[Instrução dada a]:
De acordo com o texto extraído, quem contratou o estudo Rumos 2015?

[Texto extraído]:
_ _ _ _

O que deveria ser considerado pelos municípios pretensamente beneficiados pelos projetos é se não haveria outras alternativas de investimento que trouxessem maiores benefícios, já que os que são anunciados carecem de rigor nas suas estimativas e podem resultar, inclusive, em prejuízos a médio e longo prazos. Esses poderão ser provenientes do comprometimento de áreas de expressivo valor ambiental e turístico, e especialmente pela consideração de que tais municípios já foram beneficiados por investimentos estaduais e federais, reduzindo as suas prioridades concernentes a outras oportunidades de investimento.
Um estudo lançado no final de 2006, contratado pelo Governo do Rio Grande do Sul, o Rumos 2015 , propôs estratégias de desenvolvimento para o Estado por região funcional. Naquela que abrange a bacia do rio Santa Maria não houve previsão de implantação de barragens. No que se refere à orizicultura foram propostos quatro programas; nenhum deles envolve a construção de barragens e um programa propõe a restauração das matas ciliares, enquanto as barragens acarretarão as suas eliminações. Eles são:
1) Desenvolvimento de pesquisas e divulgação, voltado a um melhor manejo agrícola, com projetos voltados à pesquisa de novos cultivares, divulgação de informações tecnológicas, capacitação em novas técnicas e gestão da comercialização;
2) Capitalização do potencial ambiental, voltado ao melhor controle e à eficiência no uso da água nas áreas irrigadas;
3) Manutenção do potencial ambiental, que propõe a proteção e recuperação do ambiente, em especial a restauração das matas ciliares;
4) Suprimento de infra-estruturas, que se reporta a um “upgrade” em armazenamento.

_ _ _ _

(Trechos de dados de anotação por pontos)
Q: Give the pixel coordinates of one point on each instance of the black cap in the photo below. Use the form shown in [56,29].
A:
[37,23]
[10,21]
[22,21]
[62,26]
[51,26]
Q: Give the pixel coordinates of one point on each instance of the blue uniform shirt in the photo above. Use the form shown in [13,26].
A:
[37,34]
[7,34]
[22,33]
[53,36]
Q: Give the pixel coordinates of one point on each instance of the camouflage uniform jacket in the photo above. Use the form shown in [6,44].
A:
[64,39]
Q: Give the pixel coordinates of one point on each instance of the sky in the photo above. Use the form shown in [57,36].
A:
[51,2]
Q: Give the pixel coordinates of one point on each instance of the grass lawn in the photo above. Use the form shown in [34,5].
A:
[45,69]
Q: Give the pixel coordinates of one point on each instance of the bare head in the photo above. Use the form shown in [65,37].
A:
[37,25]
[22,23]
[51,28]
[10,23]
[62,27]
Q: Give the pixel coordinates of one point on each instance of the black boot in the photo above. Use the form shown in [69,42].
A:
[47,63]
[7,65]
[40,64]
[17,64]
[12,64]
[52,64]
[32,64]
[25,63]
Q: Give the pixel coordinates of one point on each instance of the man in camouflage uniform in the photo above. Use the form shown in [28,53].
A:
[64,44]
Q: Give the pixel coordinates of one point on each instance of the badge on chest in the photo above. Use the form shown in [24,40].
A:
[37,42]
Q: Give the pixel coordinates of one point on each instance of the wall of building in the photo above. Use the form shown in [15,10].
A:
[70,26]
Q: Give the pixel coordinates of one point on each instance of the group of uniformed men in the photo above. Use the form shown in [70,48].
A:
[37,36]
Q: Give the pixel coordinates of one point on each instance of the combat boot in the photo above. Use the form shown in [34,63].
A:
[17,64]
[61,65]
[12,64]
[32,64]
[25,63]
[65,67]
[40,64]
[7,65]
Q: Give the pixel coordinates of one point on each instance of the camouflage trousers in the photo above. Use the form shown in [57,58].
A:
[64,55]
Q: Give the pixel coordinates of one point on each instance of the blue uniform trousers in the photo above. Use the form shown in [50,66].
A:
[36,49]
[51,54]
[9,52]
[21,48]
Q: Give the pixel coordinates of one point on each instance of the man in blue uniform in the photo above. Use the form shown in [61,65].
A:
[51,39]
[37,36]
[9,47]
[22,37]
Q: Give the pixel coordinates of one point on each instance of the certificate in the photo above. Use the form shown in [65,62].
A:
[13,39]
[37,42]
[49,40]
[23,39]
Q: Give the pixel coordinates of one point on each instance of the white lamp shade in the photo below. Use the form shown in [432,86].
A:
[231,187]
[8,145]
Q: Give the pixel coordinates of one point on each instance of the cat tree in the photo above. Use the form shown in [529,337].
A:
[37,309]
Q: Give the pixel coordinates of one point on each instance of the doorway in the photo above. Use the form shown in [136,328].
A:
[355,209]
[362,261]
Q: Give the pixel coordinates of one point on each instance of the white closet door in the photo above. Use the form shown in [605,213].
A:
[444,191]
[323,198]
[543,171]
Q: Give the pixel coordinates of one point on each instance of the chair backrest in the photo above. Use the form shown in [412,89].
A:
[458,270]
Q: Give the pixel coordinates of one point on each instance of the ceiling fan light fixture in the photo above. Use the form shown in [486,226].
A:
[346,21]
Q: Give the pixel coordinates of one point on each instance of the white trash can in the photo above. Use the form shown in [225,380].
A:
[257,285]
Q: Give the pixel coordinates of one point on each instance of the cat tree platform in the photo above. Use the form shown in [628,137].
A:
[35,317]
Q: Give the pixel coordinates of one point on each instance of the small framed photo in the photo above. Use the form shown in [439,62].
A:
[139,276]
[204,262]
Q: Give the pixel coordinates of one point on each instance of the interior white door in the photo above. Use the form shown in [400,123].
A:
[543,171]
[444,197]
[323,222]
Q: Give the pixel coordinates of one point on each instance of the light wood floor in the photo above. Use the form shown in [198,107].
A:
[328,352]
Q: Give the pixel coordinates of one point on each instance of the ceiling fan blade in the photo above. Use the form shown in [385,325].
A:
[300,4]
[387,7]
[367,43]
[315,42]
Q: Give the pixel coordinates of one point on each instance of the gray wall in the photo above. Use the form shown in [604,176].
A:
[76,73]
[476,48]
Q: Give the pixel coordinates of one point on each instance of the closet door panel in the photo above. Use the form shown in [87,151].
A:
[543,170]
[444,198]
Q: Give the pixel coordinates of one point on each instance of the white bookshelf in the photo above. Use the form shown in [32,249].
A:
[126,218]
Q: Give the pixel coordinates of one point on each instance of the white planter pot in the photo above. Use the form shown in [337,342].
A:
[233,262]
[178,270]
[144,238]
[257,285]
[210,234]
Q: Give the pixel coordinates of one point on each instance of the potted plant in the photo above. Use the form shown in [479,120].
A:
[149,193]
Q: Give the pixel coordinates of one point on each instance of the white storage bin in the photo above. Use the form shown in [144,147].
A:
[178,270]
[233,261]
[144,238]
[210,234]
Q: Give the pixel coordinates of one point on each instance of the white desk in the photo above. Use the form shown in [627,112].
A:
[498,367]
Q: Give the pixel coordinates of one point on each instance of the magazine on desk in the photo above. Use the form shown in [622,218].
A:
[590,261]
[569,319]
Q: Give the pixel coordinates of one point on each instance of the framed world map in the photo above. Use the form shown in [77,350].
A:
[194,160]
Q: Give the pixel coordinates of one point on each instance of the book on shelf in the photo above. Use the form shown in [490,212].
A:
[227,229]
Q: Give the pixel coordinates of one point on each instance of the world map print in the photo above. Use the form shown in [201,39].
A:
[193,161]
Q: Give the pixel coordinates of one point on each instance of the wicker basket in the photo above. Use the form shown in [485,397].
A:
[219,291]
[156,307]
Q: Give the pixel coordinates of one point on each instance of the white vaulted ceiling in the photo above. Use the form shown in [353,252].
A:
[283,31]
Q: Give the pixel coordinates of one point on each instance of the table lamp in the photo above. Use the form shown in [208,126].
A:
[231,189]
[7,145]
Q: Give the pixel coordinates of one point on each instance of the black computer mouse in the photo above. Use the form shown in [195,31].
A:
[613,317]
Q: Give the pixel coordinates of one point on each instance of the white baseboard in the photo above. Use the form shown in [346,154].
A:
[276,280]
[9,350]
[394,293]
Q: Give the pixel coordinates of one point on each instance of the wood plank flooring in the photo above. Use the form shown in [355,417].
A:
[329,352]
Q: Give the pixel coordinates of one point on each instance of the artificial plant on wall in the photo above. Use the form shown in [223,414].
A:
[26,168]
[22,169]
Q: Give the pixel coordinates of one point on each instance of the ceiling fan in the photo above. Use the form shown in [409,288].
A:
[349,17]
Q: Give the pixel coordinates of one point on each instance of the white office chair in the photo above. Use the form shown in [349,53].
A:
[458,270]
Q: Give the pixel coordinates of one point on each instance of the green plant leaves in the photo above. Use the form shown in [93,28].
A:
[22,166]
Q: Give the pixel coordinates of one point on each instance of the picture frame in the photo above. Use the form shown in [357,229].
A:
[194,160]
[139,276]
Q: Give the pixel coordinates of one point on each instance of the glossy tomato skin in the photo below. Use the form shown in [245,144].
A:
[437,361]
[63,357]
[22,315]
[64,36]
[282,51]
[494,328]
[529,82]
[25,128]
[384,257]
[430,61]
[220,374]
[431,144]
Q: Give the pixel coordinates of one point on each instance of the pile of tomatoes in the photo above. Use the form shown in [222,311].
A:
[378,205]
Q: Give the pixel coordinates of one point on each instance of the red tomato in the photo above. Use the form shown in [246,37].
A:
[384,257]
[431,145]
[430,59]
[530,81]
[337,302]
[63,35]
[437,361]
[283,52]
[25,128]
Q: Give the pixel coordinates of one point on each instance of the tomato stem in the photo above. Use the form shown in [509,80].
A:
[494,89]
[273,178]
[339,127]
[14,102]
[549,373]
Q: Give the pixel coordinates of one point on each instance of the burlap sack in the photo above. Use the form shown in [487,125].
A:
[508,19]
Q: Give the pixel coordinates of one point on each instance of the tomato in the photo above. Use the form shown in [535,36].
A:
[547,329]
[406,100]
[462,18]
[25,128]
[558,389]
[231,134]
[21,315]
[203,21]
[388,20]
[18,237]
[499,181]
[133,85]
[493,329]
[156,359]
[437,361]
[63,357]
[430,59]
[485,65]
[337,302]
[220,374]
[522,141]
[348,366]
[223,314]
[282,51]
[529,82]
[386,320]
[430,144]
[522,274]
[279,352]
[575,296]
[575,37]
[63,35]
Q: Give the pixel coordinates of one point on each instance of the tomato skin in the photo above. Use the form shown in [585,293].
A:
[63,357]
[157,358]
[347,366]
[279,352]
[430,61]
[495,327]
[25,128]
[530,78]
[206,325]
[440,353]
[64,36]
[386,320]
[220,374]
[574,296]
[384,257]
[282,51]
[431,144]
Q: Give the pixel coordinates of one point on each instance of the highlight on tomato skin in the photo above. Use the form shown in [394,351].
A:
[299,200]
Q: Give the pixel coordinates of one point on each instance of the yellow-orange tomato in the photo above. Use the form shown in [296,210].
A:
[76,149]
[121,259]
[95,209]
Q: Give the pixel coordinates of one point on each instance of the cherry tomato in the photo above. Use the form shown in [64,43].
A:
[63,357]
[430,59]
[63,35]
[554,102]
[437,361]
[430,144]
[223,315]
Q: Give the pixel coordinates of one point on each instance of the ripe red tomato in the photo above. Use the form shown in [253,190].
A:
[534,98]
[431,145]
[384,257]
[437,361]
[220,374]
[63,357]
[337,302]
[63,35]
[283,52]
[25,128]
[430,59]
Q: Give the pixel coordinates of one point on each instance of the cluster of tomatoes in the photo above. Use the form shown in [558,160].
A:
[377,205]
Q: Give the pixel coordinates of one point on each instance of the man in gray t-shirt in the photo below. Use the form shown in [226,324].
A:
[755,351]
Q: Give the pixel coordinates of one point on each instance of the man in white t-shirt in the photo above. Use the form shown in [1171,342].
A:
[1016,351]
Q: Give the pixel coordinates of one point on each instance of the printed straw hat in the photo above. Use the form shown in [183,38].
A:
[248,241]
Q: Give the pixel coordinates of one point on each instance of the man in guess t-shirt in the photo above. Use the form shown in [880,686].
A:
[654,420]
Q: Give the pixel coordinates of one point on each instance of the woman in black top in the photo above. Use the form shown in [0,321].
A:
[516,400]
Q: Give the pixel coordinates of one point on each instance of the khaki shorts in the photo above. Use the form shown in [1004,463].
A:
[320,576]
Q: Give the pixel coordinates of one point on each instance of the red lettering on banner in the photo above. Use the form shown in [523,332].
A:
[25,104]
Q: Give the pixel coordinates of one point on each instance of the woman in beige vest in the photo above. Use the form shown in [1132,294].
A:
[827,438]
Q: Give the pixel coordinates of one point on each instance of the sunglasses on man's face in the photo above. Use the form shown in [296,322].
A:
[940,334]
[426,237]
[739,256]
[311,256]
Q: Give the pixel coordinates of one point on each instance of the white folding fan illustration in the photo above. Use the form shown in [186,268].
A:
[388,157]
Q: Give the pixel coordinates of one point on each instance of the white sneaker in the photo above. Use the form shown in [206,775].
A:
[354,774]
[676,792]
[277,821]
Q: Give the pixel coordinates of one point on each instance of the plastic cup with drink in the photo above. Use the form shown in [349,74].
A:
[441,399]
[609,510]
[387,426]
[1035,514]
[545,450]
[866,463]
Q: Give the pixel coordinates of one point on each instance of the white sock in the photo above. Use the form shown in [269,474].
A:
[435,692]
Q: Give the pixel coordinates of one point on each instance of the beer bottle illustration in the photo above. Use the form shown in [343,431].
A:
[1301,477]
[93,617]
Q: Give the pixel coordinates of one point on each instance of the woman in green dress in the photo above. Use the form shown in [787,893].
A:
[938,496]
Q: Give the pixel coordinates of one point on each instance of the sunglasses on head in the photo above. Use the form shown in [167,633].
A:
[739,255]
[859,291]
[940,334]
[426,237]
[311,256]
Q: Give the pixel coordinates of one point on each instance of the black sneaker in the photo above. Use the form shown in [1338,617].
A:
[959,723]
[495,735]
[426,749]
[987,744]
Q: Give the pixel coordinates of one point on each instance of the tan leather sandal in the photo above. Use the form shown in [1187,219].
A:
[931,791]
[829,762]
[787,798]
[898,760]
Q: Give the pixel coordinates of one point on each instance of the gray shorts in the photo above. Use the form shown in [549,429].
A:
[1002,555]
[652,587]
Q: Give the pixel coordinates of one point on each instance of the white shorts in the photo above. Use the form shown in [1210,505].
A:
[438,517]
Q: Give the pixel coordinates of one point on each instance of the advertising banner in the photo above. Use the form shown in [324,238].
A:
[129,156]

_ _ _ _

[Instrução dada b]:
Identifique e copie todas as linhas das entradas em que aparece a palavra "framed".

[Resposta correta a]:
O Governo do Rio Grande do Sul.

[Resposta correta b]:
Q: Give the pixel coordinates of one point on each instance of the small framed photo in the photo above. Use the form shown in [439,62].
Q: Give the pixel coordinates of one point on each instance of the framed world map in the photo above. Use the form shown in [77,350].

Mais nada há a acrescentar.